═══ DATASET RECORDS

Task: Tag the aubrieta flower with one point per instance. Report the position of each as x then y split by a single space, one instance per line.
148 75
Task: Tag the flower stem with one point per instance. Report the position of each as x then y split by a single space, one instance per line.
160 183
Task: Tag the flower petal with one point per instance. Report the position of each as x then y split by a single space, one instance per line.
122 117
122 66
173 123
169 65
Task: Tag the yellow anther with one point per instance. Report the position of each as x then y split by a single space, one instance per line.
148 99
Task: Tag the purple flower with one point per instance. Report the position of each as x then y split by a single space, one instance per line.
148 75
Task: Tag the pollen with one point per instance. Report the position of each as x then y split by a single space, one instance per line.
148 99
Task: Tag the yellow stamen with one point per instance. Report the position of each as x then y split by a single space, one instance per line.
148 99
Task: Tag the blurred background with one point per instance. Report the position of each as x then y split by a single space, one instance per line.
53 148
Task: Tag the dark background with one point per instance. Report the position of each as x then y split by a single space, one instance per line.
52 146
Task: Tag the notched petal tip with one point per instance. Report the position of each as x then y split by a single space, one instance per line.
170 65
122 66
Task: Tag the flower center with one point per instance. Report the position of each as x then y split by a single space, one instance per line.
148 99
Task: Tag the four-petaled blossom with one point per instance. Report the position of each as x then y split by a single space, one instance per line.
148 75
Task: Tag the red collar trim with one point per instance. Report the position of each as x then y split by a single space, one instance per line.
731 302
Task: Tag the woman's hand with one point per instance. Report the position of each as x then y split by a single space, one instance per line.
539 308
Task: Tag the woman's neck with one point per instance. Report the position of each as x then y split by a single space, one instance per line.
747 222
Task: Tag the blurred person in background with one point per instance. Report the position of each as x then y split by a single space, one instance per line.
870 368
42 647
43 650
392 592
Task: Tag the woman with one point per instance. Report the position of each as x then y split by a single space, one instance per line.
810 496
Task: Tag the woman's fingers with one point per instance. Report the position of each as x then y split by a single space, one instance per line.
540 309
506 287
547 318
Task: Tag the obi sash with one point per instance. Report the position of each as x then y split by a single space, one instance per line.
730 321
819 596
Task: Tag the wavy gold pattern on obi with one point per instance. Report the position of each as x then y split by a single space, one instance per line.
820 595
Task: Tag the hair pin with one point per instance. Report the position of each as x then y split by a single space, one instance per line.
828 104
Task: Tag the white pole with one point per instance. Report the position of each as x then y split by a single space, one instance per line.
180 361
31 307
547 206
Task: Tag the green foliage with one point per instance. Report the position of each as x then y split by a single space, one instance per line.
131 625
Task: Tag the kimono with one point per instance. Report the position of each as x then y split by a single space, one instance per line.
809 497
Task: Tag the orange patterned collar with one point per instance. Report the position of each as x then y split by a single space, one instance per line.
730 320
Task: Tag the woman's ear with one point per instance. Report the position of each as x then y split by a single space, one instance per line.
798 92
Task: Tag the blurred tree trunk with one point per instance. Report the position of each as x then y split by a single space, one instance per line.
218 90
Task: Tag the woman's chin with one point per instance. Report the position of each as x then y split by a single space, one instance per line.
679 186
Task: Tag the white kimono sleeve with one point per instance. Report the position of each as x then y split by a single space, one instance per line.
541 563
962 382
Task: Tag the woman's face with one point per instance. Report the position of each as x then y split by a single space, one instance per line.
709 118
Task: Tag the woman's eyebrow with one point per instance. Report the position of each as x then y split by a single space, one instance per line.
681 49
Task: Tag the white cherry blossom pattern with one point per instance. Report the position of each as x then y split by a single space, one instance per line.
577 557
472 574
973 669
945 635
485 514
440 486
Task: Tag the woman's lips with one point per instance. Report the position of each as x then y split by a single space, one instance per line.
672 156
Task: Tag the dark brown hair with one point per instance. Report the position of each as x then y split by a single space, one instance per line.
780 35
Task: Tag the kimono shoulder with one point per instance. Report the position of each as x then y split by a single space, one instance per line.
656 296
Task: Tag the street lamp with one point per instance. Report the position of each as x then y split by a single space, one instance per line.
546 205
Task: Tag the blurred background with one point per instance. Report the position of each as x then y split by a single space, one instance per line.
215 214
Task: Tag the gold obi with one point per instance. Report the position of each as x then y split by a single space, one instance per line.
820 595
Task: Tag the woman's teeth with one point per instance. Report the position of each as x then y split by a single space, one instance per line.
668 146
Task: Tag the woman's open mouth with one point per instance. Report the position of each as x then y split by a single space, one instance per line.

══════

Repeat all the entries word for word.

Task: Tag the aubrieta flower with one point per instance. Report the position of each as x then y split by a single space, one instance per line.
148 75
Task: Tag the flower stem with one point per instance. Report the position of each as x then y split by a single space, one instance per line.
160 183
Task: Tag the flower petal with one point per instance. Report the position of each as x then y split by a single space, one instance per line.
122 117
122 66
173 123
169 65
Task: Tag the yellow anther with one point per instance. Report the position of each as x then y split by a single space, one instance per line.
148 99
Task: Tag the purple flower with one point per instance. Report the position of each as x then y split by a single space, one instance per line.
148 75
Task: Tag the pollen with one point per instance. Report the position of each as x then y split by a single space, one instance per line.
148 99
Task: Tag the yellow stamen with one point per instance. Report the position of each as x then y split by a single space, one instance per line.
148 99
Task: Tag the blurred background with one point per instance. Report the position of each as x then y split by a single space, one instance per line.
53 148
Task: Tag the dark background with one point per instance. Report the position of each as x then y split by a single space, one instance per line.
52 146
Task: Tag the notched petal tip with one point per instance. Report the position of each as x then y split by a single space, one instance per line.
170 65
122 66
Task: Tag the flower center with one point per instance. Report the position of each as x then y split by a single space, one instance per line.
148 99
Task: Tag the four-petaled blossom with one point per instance. Report the position of each as x then y split by a single space, one instance per line.
148 75
Task: Tag the red collar trim with one point per instance. Report the position of each as x then y split by a single space, one instance per line.
731 302
Task: Tag the woman's hand with one point per instance. Report the position of each as x then y split by a single space, one instance per line.
539 308
Task: Tag the woman's neck with one point per instance. Report the position of each as x then y split by a single space, one instance per line.
747 222
Task: Tag the blurred person in background with one point per instance. Report the position of each as x then y split by a single space, one instance per line.
870 368
42 647
43 650
392 592
Task: Tag the woman with one point per instance. Report the position of each as x then y split by a single space, one instance per line.
810 496
Task: Tag the woman's fingers with one point per instance. Report the position of each as x then y split by a single space, one instance per line.
540 309
506 287
547 318
Task: Tag the obi sash with one point per instance. Report the position of each as x then y split by a single space, one instance per line.
730 321
819 596
Task: Tag the wavy gold pattern on obi with one point per instance. Report the position of each as x then y split by a single space, one instance per line.
820 595
Task: Tag the hair pin with one point per instance. Report the position of each as x then y split by a single space, one instance per line.
828 104
Task: Tag the white pole with one point per instance. Report the position of each as x then y split by a single space, one instance per line.
180 361
31 307
547 206
Task: Tag the green foliage with one point per instance. Report the position of each as x then y split by a single space, one instance per line.
131 625
Task: Tag the kimono with one point per instance. Report the position of each as x then y split by a single space, one instance per line.
809 497
Task: Tag the orange patterned collar with one point per instance. Report the position of each as x then y split by a single space, one instance per line.
730 320
Task: Tag the woman's ear with one point per instance. Report the position of each as x then y split by a single space, one instance per line.
798 92
Task: Tag the blurred tree trunk with one point per instance. Report the position of each as x then y split by a single space, one instance per line.
218 90
Task: Tag the woman's chin with one point per instance. Report the position of each as x then y split by a single space, one instance per line.
679 186
Task: Tag the white kimono sleeve with one point per instance. Report the position of each as x then y split by a single space, one instance per line.
541 563
962 382
Task: Tag the woman's face with one point per instance. Report the position of each as x then y split by a single space, one instance per line.
709 118
Task: Tag the woman's eyebrow with one point per instance. Report the position of each as x then y split by a single space, one instance per line.
681 49
Task: Tag the white cherry blossom pattern with one point per instance. Report the position of each as x then y split by a single space, one instance per line.
577 557
472 574
973 669
945 635
485 514
440 486
Task: Tag the woman's lips with one point per instance. Report the position of each as x then y split by a single space, one instance per line.
672 156
Task: Tag the dark brown hair with one point per instance. Report the position of each as x then y split by a single space, one instance per line.
780 35
Task: Tag the kimono shoulder with one point per instance. Report the position of each as x then y split by a single space, one instance per line.
656 296
Task: Tag the street lamp with one point per instance. Report the position of each as x then y split by a single space, one instance per line.
546 205
Task: Tag the blurred background with one point per instance. Report the position of each as x then y split by a single space, one instance per line.
215 214
Task: Tag the gold obi with one point per instance. Report the position of each as x then y split by a single space, one instance per line.
820 595
Task: Tag the woman's teeth with one point per instance. Report the position of each as x then y split by a single space, one instance per line.
668 146
Task: Tag the woman's open mouth with one point per instance. Report the position of each as x then y split by a single space, one instance per line.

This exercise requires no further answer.